■ **GOAL OF THE EXERCISE**
Skip every line before the one containing "Corridor-survey task: point out each instance of the asphalt", then copy that line and the rest of the entries below exactly, through the last line.

==========

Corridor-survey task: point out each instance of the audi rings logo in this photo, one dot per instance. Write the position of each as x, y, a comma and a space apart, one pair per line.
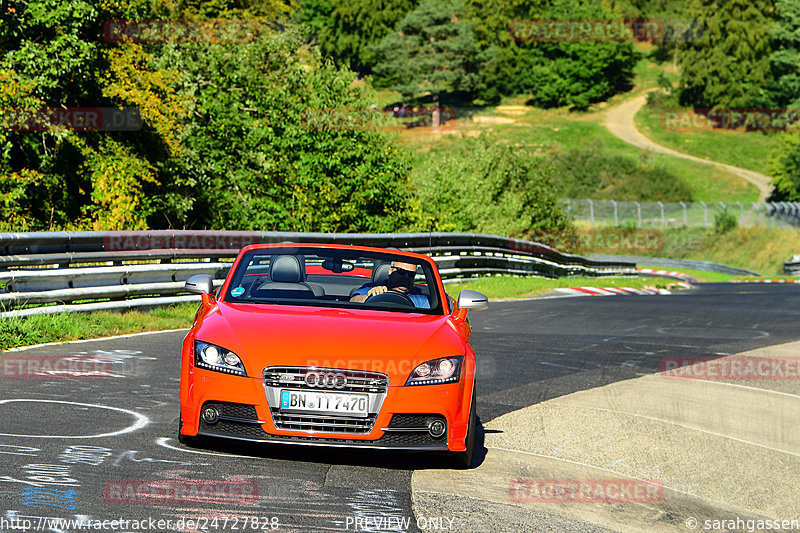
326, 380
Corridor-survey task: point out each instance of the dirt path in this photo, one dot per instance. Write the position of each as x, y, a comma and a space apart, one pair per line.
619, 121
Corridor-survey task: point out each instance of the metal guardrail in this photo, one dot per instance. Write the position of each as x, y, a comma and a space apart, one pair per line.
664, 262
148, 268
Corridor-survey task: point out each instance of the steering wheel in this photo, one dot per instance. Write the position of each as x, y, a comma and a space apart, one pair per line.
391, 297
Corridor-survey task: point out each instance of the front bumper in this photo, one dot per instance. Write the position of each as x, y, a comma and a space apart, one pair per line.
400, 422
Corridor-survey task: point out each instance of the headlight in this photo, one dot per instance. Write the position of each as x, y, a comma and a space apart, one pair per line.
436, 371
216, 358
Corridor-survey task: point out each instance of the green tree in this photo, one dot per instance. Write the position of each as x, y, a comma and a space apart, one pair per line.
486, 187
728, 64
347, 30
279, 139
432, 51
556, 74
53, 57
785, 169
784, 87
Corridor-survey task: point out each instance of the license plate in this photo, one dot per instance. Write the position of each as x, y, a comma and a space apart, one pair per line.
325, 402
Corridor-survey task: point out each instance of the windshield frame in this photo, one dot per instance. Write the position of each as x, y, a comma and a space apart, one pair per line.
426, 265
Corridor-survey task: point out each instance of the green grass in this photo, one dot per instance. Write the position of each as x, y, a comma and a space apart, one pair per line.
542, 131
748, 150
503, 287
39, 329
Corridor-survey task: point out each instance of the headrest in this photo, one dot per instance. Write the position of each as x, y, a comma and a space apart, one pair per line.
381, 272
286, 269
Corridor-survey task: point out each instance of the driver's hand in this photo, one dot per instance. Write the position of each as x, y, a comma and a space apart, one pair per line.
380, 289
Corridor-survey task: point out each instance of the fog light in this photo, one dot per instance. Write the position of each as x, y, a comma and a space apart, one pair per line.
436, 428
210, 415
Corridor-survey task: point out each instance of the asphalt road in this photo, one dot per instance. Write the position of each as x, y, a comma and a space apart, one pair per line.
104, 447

==========

■ **SOLUTION TO THIS EXERCISE**
Corridor-survey task: point out each instance of the asphalt road in this photo, one dot per instance. Write the position of each as x, y, a comma and a space apart, one pair per line.
104, 447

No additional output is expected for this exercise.